BLUE JASMINE
Ao
contrário de alguns, que acham que os filmes de Woody Allen rodados fora dos
EUA são destituídos de interesse, com uma ou outra excepção, eu acho que quase
todas as obras deste cineasta são particularmente interessantes, ainda que
obviamente nem todas por igual. Mas concordo que Woody Allen se sente muito
mais à vontade em Nova Iorque do que nas cidades europeias que o convidam a ir
ali rodar um opus da sua filmografia. Woody Allen respira o ar de Nova Iorque,
sobretudo o smog de Manhattan, e ali ele é de uma certeza quase infalível.
“Blue Jasmine” marca o regresso de Woody Allen a casa, depois de andanças por
Londres, Barcelona, Paris e Roma, e afirma-se desde logo como um dos melhores
títulos da sua obra mais recente. Há mesmo um aspecto que me parece relevante e
que por isso merece ser sublinhado. Neste seu último trabalho, Woody Allen
toma-se mais a sério, ou pelo menos leva mais a sério personagens e situações,
reflectindo não só questões pessoais, como ambientes sociais muito precisos. Ou
seja: as personagens de “Blue Jasmine” continuam a ter os seus problemas
pessoais muito concretos, amores e desamores, frustrações e esperanças, traumas
e falta de dinheiro, grandes empregos ou trabalhos menores, grandes casas ou
pequenos apartamentos, amantes de ocasião ou grandes amores, mas tudo isso se
integra num tempo e espaço determinados, que lhe conferem um outro significado.
Este é um filme do nosso tempo. Fala da América de 2012/13, mas também nos diz
respeito a nós, europeus, mais precisamente, no nosso caso, portugueses. Todos
estamos envolvidos no mesmo clima e nas mesmas circunstâncias políticas,
económicas, sociais. Mais directamente: este é um filme que aborda personagens
em crise, num tempo de crise.
★ ★ ★
## Problemas e tarefas:
A - Responda às perguntas seguintes a partir do texto sobre o filme Blue Jasmine.
(i) Em que cidade, segundo o texto, Woody Allen se sente muito mais à vontade?
(ii) Por que cidades andou Woody Allen antes de regressar a casa com este filme?
(iii) A América de que anos é retratada no filme?
B - Altere o trecho do texto sobre o filme Blue Jasmine que vai de "Este é um filme do" até "tempo de crise.", trocando "crise" por "mudança".
C - Traduza para inglês esta frase do texto sobre o filme Blue Jasmine: "Woody Allen respira o ar de Nova Iorque, sobretudo o smog de Manhattan, e ali ele é de uma certeza quase infalível."

## Material recolhido:
★ ★ ★
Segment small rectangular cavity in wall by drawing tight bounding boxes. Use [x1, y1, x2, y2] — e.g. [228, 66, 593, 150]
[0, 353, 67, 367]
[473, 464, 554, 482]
★ ★ ★
## Respostas por tarefa:
A -
(i) Nova Iorque.
(ii) Londres, Barcelona, Paris e Roma.
(iii) A América de 2012/13.

B -
Este é um filme do nosso tempo. Fala da América de 2012/13, mas também nos diz
respeito a nós, europeus, mais precisamente, no nosso caso, portugueses. Todos
estamos envolvidos no mesmo clima e nas mesmas circunstâncias políticas,
económicas, sociais. Mais directamente: este é um filme que aborda personagens
em mudança, num tempo de mudança.

C - Woody Allen breathes the air of New York, above all the smog of Manhattan, and there he has an almost infallible sureness.